(THE TASK)
Search the records for the word "below" and copy every line in which it occurs.

== SUPPLIED ENTRIES ==

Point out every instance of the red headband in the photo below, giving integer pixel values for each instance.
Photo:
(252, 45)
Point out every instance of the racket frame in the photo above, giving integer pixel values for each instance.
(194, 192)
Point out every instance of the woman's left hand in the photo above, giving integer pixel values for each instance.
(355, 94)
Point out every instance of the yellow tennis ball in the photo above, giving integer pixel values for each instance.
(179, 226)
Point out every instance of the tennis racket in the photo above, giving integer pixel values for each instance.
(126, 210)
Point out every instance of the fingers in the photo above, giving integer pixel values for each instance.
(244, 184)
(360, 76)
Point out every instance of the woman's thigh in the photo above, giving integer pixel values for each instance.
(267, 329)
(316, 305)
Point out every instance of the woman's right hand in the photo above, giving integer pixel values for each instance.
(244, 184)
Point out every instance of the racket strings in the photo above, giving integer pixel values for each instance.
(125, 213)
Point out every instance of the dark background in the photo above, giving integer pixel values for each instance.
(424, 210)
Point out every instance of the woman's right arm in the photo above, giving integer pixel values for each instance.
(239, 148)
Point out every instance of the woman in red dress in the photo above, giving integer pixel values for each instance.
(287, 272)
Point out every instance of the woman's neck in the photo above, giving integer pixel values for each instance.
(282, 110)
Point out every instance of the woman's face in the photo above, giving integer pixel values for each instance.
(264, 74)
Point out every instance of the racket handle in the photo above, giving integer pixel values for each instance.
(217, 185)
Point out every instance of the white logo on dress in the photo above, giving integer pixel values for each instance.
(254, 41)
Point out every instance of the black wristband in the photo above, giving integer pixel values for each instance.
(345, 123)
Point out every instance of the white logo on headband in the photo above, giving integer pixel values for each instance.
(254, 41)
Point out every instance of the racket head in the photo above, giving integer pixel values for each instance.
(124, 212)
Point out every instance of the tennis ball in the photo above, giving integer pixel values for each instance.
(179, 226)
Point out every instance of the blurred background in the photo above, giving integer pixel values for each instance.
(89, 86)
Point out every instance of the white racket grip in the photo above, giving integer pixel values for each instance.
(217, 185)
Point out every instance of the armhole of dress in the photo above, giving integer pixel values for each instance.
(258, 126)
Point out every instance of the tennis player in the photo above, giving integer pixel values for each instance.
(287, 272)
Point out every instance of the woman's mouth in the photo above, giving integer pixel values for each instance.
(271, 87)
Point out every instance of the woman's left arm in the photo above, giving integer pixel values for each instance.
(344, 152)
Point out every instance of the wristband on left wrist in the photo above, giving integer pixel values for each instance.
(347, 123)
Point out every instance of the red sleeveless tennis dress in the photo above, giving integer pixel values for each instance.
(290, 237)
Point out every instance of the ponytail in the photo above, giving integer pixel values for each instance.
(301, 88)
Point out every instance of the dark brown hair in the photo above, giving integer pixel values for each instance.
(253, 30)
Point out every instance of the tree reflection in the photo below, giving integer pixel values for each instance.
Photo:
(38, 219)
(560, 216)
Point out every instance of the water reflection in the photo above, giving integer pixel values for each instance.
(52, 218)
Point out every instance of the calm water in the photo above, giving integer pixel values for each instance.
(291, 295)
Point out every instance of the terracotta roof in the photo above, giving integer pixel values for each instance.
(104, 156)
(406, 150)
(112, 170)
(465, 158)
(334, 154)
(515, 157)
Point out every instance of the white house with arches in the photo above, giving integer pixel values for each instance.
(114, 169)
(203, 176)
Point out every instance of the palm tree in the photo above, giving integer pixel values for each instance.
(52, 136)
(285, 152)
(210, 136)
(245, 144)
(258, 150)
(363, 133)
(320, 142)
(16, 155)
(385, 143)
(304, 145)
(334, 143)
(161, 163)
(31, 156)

===

(RESULT OF THE EXERCISE)
Point out every instance of the red headband in the photo below, giving integer pixel values for each instance.
Point out every instance of the tree reflection in the photo below, giving integer pixel values for each instance.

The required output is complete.